Entries supplied -
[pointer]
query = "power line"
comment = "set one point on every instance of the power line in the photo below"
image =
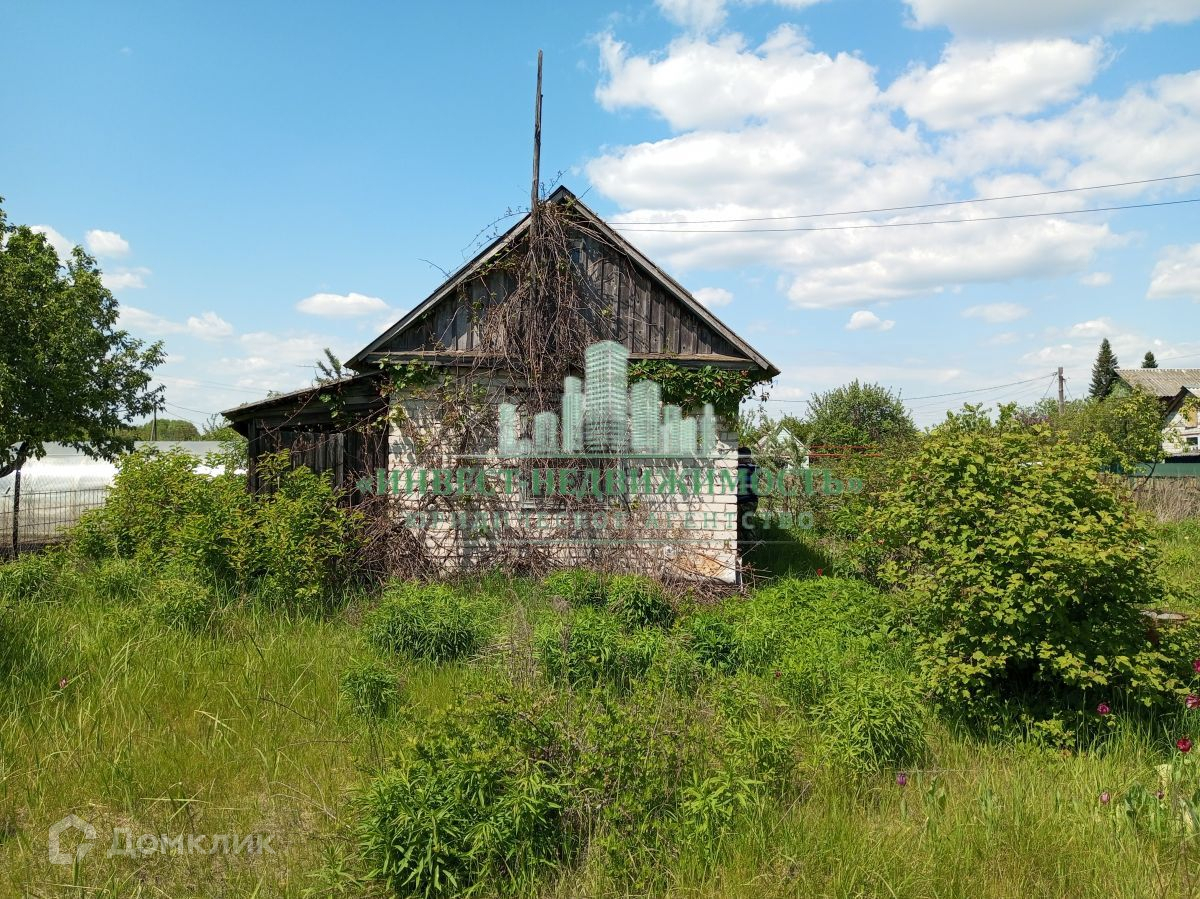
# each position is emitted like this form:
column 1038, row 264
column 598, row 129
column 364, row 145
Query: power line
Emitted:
column 185, row 408
column 954, row 393
column 907, row 225
column 921, row 205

Do this - Repeat all of the rows above with every occurrence of "power line" changed to "utility cable" and everything else kept the same. Leave the pictures out of your answer.

Solved problem -
[pointer]
query = "utility cable"
comment = "set one point on every instance of the utility cable in the photo below"
image =
# each position is emitted like this form:
column 1038, row 264
column 598, row 129
column 364, row 145
Query: utility cable
Emitted:
column 185, row 408
column 954, row 393
column 907, row 225
column 921, row 205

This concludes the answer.